## GIVEN INSTRUCTION 1
Please output the section on development works agreements between "(a) an identification of" and "to in subsection (2) (e).", inclusive.
## GIVEN INSTRUCTION 2
Recast the paragraph of the section on development works agreements that starts "A bylaw under subsection (2) must not be adopted" as a short list, keeping its main facts.

## TEXT BLOCK
937.1 (1)          In this section:

"development works agreement" means an agreement under subsection (2);

"works" means

(a) providing, constructing, altering or expanding sewage, water, drainage and highway facilities, other than off-street parking facilities, and

(b) improving park land.

937.1(2)           Subject to this section, a council may, by bylaw,

(a) enter into an agreement with a developer for the provision of works by the municipality or by the developer,

(b) provide a formula for imposing all or part of the cost of the works on the owners of real property in the area subject to the agreement,

(c) specify when the costs imposed under the formula become a debt payable by the owners to the municipality,

(d) provide that, until the debt is paid, the council, an approving officer, a building inspector or other municipal authority is not obliged to

(i)  approve a subdivision plan, strata plan, building permit, development permit, development variance permit or zoning bylaw necessary for the development of real property of a debtor in the area subject to the agreement, or

(ii)  do any other thing necessary for the development of real property of a debtor in the area subject to the agreement, and

(e) provide for borrowing the amount required for the municipality to provide a work under the agreement.

937.1(3)           Without limiting the matters that may be dealt with in a development works agreement, the agreement

(a) must specify

(i)  the area that is the subject of the agreement,

(ii)  the works that are to be provided under the agreement,

(iii)  for each work, which party is to provide it, and

(iv)  for each work, when it is to be provided,

(b) if the developer is to provide works under the agreement, must provide for the payment to the developer of charges collected under this section by the municipality from owners within the area subject to the agreement, and

(c) may require the developer to provide security acceptable to the council to ensure compliance with the agreement.

937.1(4)           A bylaw under subsection (2) must not be adopted unless at least one of the following requirements has been met:

(a) the bylaw has received the assent of the electors in the area that is subject to the development works agreement;

(b) no sufficient petition against the development works agreement has been presented to council after it has given notice of intention to adopt the bylaw;

(c) a sufficient petition for the development works agreement has been presented to the council.

937.1(5)           Sections 212 to 214 of the Community Charter apply for the purposes of subsection (4) (b) and (c), except that information required in the notice of intention or on each page of the petition for the agreement is the following:

(a) an identification of the proposed development works agreement, including the information referred to in subsection (3) (a);

(b) a statement of the proposed formula as referred to in subsection (2) (b);

(c) an identification of when the costs imposed under the formula are proposed to become a debt payable to the municipality as referred to in subsection (2) (c);

(d) an identification of any proposed authority referred to in subsection (2) (d);

(e) a statement of any proposed borrowing referred to in subsection (2) (e).

937.1(6)           A formula under subsection (2) (b)

(a) may be based on the actual cost or on the estimate of the cost as established by the development works agreement,

(b) must provide for the distribution of all or part of the cost among the owners of real property in the area subject to the agreement, and

(c) may provide for increasing the charge payable by owners by an annual interest rate specified in the bylaw.

937.1(7)           The time limit specified under subsection (2) (c) must not be later than the time at which a building permit is issued for the property.

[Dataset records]
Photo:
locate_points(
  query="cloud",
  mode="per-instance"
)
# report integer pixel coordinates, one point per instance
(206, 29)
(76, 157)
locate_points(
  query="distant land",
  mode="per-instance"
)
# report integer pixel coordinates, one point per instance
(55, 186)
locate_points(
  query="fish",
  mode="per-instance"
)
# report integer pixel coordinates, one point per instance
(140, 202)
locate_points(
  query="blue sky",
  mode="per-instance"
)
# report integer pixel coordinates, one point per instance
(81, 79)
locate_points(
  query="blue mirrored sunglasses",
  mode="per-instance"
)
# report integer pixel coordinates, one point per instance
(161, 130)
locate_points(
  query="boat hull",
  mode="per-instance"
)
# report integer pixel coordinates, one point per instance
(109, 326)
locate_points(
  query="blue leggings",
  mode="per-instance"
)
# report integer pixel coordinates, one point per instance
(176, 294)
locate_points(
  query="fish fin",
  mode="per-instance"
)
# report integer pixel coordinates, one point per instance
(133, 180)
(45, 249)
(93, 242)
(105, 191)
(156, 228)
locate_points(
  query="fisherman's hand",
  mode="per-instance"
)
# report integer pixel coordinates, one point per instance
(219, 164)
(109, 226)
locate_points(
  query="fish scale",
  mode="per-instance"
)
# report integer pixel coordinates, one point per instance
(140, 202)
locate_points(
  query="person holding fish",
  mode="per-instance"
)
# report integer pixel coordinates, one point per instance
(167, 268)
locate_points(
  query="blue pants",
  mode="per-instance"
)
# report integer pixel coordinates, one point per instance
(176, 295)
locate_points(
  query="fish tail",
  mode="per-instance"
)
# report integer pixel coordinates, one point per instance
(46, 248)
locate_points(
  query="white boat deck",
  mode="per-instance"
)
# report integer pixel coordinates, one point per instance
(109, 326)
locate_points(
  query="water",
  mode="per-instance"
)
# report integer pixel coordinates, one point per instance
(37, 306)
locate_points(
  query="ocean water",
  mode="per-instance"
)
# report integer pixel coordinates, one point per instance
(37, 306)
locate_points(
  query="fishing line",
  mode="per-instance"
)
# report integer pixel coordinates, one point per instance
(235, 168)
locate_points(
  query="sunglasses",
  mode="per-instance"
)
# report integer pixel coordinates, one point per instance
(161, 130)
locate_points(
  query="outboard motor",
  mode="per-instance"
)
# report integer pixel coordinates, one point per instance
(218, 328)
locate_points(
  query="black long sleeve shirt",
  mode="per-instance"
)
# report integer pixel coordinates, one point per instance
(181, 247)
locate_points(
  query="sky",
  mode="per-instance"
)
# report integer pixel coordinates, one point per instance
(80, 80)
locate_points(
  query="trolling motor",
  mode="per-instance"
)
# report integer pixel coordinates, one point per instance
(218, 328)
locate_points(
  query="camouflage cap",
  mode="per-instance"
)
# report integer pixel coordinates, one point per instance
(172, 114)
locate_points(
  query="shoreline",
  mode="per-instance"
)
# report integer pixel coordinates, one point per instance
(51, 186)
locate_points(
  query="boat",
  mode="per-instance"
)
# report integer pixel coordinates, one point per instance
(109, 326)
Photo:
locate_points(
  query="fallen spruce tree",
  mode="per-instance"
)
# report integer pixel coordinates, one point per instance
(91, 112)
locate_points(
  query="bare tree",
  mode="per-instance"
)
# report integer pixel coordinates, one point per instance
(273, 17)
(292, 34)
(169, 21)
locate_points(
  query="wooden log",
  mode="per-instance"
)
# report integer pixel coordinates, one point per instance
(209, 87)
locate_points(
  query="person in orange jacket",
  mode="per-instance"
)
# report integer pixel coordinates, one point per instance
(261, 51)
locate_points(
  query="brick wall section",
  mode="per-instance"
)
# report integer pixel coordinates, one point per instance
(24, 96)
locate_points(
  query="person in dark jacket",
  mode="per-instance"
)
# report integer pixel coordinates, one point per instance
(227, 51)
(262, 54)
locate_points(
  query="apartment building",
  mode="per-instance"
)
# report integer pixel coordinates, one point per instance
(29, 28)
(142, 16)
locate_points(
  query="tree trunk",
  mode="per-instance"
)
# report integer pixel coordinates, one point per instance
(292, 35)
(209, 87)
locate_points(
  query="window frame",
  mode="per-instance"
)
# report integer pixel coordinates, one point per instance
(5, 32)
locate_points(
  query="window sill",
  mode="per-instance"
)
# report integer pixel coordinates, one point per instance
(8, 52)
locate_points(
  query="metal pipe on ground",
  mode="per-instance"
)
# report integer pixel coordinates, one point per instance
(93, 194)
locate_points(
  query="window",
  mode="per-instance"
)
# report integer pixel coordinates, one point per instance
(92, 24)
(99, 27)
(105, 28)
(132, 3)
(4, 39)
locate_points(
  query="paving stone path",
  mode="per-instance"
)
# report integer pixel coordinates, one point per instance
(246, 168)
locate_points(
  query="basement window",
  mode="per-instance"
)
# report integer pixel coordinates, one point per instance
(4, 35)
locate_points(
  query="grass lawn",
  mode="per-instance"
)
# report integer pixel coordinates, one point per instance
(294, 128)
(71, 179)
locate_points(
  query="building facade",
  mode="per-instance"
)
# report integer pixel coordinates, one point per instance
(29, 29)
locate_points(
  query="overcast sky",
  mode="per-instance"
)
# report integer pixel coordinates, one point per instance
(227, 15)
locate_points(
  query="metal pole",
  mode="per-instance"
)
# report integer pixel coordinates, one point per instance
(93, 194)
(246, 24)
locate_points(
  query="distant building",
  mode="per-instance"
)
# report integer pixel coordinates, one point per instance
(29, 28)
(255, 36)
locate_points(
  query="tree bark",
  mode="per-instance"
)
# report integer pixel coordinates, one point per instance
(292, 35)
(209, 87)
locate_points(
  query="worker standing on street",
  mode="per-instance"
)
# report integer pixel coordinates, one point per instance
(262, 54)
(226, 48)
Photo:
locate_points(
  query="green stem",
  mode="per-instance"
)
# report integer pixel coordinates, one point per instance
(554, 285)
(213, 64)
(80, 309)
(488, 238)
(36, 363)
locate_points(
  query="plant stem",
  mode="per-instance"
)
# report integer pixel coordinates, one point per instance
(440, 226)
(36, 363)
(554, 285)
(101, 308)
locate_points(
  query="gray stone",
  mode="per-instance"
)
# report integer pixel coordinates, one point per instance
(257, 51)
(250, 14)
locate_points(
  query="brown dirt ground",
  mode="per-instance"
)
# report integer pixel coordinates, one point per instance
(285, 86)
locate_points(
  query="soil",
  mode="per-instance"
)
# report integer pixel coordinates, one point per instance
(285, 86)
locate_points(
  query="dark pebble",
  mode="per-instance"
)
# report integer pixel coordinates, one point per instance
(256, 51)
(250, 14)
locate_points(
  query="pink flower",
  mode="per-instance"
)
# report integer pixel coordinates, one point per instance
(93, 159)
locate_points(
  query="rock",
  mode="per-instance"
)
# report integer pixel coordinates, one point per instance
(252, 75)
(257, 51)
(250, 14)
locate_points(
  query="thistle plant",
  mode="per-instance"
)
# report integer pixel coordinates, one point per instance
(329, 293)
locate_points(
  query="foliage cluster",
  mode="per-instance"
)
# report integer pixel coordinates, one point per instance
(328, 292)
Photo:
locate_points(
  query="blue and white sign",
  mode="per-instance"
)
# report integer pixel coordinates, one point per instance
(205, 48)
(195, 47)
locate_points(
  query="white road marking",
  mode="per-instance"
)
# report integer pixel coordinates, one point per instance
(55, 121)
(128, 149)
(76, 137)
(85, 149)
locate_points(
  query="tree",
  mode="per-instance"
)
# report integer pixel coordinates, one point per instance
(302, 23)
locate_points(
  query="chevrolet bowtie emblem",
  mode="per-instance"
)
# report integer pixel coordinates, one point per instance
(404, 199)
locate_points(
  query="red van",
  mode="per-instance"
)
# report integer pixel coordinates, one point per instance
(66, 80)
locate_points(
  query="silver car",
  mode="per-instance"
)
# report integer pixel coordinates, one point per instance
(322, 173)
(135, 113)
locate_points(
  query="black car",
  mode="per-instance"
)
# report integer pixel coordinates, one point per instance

## RESPONSE 1
(a) an identification of the proposed development works agreement, including the information referred to in subsection (3) (a);

(b) a statement of the proposed formula as referred to in subsection (2) (b);

(c) an identification of when the costs imposed under the formula are proposed to become a debt payable to the municipality as referred to in subsection (2) (c);

(d) an identification of any proposed authority referred to in subsection (2) (d);

(e) a statement of any proposed borrowing referred to in subsection (2) (e).

## RESPONSE 2
A bylaw under subsection (2) may be adopted only if at least one of these is met:
- The electors in the area subject to the development works agreement have assented to the bylaw.
- No sufficient petition against the agreement was presented to council after it gave notice of intention to adopt the bylaw.
- A sufficient petition for the agreement was presented to council.